練習問題 -
A: 本文のうち、「私は中国で生まれ育ち、9歳の」を含む語句から始め、「学の博士課程へ入学しました。」まで一字一句変えずに出力しなさい。
B: 本文によると、孫氏が2015年に東京大学の博士課程へ入学したのはなぜか。1〜3文で説明しなさい。

本文 -
:::
株式会社三菱総合研究所

インパクト起業家ストーリーApril 01, 2021#2 あらゆる人が日常の移動に困らない社会を創りたい(BionicM株式会社)

BionicM株式会社 代表取締役 孫 小軍 氏

(注)旧INCF サイトにて2020年3月に発信した記事を再掲しています。

義足ユーザー最大の悩みである階段昇降の円滑化等を可能にするロボット義足事業を創業した孫 氏。他の有志を惹きつけ、新たな価値創出に挑戦している姿をご紹介します。

―起業のきっかけについて教えてください。

私は中国で生まれ育ち、9歳の時に病気で片足を切断する必要があり、それ以降15年間松葉杖での生活を送っていました。来日後、初めて義足を利用し、その良さを知りました。日本の大学を卒業後はSONYに入社し、電子製品に携わるエンジニアになったのですが、一方で義足に不便さも感じ、自身で良い義足を作り上げたいという想いを持つようになります。そこで、義足の研究をするべく、2015年に東京大学の博士課程へ入学しました。
:::
提供資料 -
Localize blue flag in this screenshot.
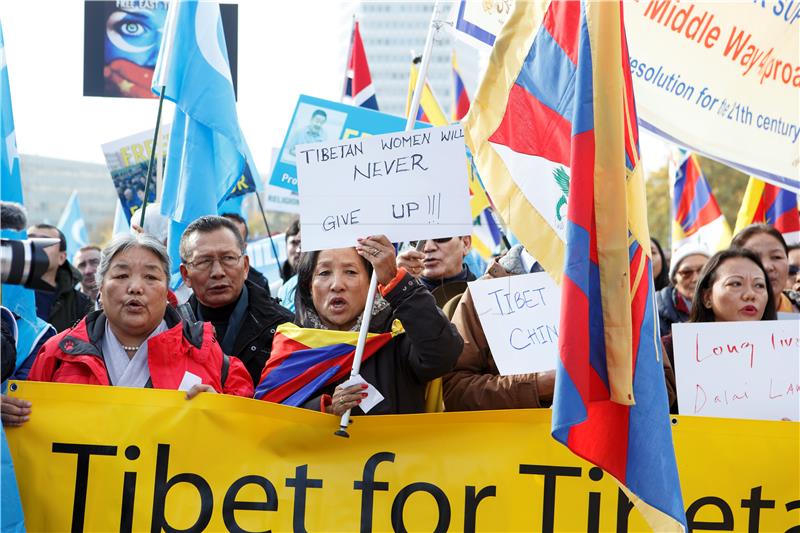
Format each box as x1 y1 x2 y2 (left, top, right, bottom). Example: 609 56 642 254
58 191 89 261
0 24 22 204
111 199 131 238
152 0 260 280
:::
解答 -
A:
私は中国で生まれ育ち、9歳の時に病気で片足を切断する必要があり、それ以降15年間松葉杖での生活を送っていました。来日後、初めて義足を利用し、その良さを知りました。日本の大学を卒業後はSONYに入社し、電子製品に携わるエンジニアになったのですが、一方で義足に不便さも感じ、自身で良い義足を作り上げたいという想いを持つようになります。そこで、義足の研究をするべく、2015年に東京大学の博士課程へ入学しました。

B: 義足の研究をするためである。SONYでエンジニアとして働くなかで義足に不便さを感じ、自身で良い義足を作り上げたいという想いを持つようになった。